**Was benötigt wird**
Suchen Sie jede Zeile der Einträge heraus, in der die Zeichenfolge „wooden“ vorkommt, und übernehmen Sie diese Zeilen unverändert. Dabei ist die Groß- und Kleinschreibung zu beachten.

Zeigeeinträge zu benannten Objekten:
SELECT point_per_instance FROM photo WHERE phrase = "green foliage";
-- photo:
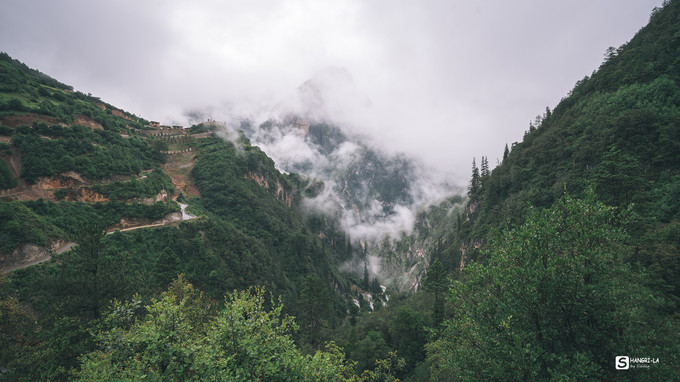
(616, 130)
(94, 154)
(7, 180)
(20, 225)
(243, 341)
(437, 283)
(40, 221)
(150, 185)
(409, 337)
(557, 300)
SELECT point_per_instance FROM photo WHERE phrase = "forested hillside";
(561, 259)
(567, 253)
(89, 191)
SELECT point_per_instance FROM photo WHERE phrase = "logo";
(624, 362)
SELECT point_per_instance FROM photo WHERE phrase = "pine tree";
(475, 182)
(365, 282)
(485, 167)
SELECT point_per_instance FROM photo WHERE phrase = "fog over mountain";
(319, 131)
(446, 81)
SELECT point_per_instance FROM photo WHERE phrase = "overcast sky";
(447, 80)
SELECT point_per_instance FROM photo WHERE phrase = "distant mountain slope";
(617, 131)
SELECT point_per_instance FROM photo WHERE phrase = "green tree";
(475, 181)
(409, 336)
(179, 339)
(557, 300)
(88, 277)
(314, 306)
(437, 283)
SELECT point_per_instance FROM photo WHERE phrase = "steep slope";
(617, 131)
(74, 167)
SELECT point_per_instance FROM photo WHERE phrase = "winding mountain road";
(68, 245)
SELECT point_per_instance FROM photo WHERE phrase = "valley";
(289, 246)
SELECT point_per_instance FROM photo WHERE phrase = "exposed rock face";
(25, 254)
(259, 179)
(82, 120)
(282, 194)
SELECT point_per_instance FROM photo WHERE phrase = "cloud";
(446, 80)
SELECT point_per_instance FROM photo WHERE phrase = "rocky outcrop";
(82, 120)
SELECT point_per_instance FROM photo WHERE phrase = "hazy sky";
(446, 80)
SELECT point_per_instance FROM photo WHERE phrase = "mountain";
(91, 192)
(561, 263)
(616, 131)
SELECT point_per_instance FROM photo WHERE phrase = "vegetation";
(563, 257)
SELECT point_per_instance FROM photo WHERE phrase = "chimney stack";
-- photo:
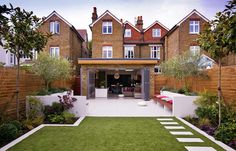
(94, 14)
(139, 23)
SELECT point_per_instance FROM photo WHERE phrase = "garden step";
(169, 123)
(181, 133)
(189, 140)
(174, 127)
(164, 119)
(196, 148)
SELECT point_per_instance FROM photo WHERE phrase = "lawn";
(109, 134)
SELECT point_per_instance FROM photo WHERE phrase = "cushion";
(160, 96)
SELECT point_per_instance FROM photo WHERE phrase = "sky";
(79, 12)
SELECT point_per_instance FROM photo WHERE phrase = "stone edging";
(19, 139)
(224, 146)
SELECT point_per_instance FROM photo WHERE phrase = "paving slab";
(181, 133)
(174, 127)
(190, 140)
(169, 123)
(200, 148)
(164, 119)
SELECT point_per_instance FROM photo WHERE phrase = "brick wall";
(199, 84)
(115, 39)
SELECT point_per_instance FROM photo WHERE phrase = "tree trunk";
(219, 91)
(17, 89)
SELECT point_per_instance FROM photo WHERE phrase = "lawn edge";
(19, 139)
(221, 144)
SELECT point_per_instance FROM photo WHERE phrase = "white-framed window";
(54, 51)
(12, 59)
(194, 27)
(107, 27)
(129, 52)
(107, 52)
(157, 70)
(156, 32)
(194, 50)
(55, 27)
(127, 32)
(155, 52)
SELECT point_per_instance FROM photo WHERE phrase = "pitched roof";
(127, 22)
(186, 17)
(64, 20)
(106, 12)
(156, 22)
(83, 33)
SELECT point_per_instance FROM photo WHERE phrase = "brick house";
(65, 41)
(182, 37)
(123, 58)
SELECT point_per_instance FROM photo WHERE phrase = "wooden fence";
(200, 84)
(29, 84)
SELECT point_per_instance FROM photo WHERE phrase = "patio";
(124, 107)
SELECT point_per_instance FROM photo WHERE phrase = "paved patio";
(125, 108)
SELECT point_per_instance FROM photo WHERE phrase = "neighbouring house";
(65, 40)
(8, 59)
(123, 58)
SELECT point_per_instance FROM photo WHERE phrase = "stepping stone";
(164, 119)
(189, 140)
(169, 123)
(195, 148)
(174, 127)
(181, 133)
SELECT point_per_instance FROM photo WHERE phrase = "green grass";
(108, 134)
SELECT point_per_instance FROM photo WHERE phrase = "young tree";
(51, 68)
(219, 39)
(21, 36)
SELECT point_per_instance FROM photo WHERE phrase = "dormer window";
(127, 32)
(55, 27)
(194, 27)
(107, 27)
(156, 32)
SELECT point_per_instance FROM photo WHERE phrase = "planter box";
(80, 106)
(182, 104)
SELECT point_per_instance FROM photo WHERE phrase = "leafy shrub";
(206, 98)
(209, 112)
(69, 117)
(226, 132)
(8, 132)
(54, 118)
(17, 124)
(204, 121)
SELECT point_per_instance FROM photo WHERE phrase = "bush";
(226, 132)
(69, 117)
(209, 112)
(54, 118)
(8, 132)
(17, 124)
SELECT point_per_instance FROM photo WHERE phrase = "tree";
(21, 36)
(219, 40)
(51, 68)
(182, 66)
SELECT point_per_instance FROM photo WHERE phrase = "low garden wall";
(182, 105)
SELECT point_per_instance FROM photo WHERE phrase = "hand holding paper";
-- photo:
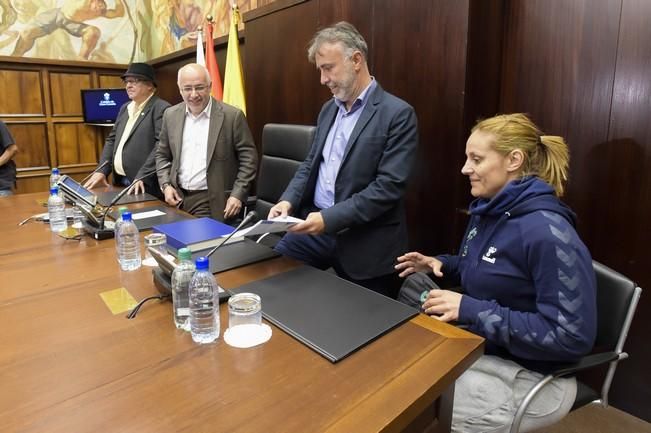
(274, 225)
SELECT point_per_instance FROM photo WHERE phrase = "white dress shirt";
(194, 150)
(134, 112)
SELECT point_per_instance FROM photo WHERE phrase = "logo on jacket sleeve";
(487, 256)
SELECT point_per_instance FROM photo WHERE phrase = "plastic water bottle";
(78, 219)
(54, 179)
(204, 304)
(181, 278)
(56, 210)
(128, 244)
(116, 227)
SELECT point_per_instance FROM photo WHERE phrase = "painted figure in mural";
(70, 17)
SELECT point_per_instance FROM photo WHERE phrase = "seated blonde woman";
(526, 277)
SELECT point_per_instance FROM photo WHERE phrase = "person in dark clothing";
(527, 281)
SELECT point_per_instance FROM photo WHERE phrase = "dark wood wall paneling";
(580, 68)
(622, 194)
(41, 106)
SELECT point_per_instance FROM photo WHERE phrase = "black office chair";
(617, 298)
(284, 147)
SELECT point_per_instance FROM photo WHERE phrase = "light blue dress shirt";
(335, 147)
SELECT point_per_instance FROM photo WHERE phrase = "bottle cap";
(202, 263)
(185, 254)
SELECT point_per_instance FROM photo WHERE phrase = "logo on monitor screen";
(107, 101)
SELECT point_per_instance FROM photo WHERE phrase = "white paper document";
(278, 224)
(147, 214)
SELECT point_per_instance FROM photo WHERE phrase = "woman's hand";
(417, 262)
(443, 305)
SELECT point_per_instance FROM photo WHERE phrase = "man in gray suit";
(129, 148)
(210, 146)
(350, 189)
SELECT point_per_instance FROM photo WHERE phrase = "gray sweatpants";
(488, 394)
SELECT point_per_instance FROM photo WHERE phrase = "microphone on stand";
(101, 166)
(103, 233)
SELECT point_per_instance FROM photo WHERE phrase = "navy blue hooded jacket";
(528, 282)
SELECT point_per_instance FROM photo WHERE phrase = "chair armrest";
(586, 362)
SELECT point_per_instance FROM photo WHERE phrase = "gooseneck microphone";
(102, 233)
(101, 166)
(127, 189)
(247, 219)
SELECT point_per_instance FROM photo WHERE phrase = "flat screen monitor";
(101, 106)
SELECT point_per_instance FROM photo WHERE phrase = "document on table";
(278, 224)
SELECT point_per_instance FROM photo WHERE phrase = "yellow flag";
(233, 76)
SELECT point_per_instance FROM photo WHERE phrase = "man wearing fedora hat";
(129, 148)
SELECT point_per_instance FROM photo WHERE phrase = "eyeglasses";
(199, 89)
(133, 81)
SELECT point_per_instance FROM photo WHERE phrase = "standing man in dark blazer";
(214, 160)
(350, 189)
(129, 148)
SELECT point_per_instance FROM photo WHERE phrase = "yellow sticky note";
(118, 300)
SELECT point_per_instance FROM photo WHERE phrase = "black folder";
(330, 315)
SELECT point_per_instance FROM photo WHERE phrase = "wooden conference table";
(67, 364)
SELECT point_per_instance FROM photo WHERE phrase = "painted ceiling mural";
(110, 31)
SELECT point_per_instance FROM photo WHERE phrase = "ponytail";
(545, 156)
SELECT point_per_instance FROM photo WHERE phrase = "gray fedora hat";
(144, 71)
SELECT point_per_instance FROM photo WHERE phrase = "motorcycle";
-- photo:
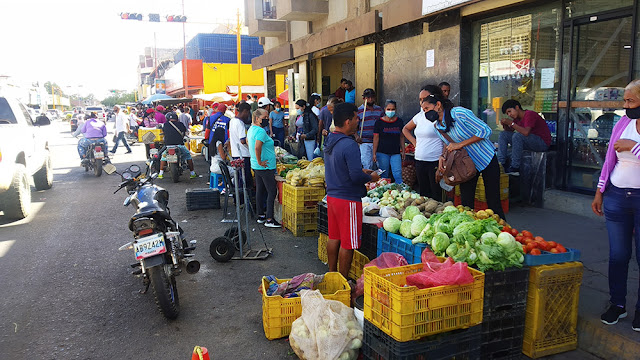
(95, 159)
(159, 244)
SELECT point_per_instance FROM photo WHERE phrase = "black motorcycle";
(159, 243)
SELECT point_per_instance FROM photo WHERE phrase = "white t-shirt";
(626, 174)
(237, 132)
(121, 120)
(428, 144)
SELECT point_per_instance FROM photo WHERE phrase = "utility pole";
(238, 40)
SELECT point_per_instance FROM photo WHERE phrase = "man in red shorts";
(345, 179)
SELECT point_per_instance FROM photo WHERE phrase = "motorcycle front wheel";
(165, 291)
(97, 170)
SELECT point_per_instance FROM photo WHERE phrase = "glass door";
(599, 53)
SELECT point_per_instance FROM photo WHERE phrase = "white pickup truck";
(24, 153)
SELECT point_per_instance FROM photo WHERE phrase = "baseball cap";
(263, 101)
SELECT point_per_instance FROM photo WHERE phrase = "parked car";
(25, 153)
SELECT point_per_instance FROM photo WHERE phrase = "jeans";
(391, 164)
(266, 189)
(279, 133)
(84, 143)
(310, 147)
(622, 213)
(366, 155)
(121, 137)
(491, 178)
(426, 176)
(518, 143)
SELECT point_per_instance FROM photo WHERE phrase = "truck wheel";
(43, 179)
(16, 201)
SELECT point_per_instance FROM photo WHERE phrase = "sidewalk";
(590, 236)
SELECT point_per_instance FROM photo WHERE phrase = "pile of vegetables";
(534, 245)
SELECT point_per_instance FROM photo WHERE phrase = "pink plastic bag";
(384, 261)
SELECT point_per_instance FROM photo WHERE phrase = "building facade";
(567, 60)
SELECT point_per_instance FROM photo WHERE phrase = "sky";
(85, 47)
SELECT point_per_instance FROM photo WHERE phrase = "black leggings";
(491, 178)
(426, 176)
(265, 188)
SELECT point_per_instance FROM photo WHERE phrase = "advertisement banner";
(161, 87)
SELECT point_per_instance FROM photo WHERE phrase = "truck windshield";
(6, 114)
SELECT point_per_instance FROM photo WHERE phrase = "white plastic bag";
(327, 330)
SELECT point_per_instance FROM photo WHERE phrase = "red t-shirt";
(537, 124)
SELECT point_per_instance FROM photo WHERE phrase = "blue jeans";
(518, 143)
(392, 164)
(279, 133)
(622, 212)
(121, 137)
(83, 145)
(366, 155)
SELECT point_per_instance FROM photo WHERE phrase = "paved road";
(66, 292)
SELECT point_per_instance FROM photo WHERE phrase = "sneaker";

**Erledigte Aufgabe**
SELECT point_per_instance FROM photo WHERE phrase = "wooden fence";
SELECT point_per_instance FROM photo WHERE phrase = "wooden conference table";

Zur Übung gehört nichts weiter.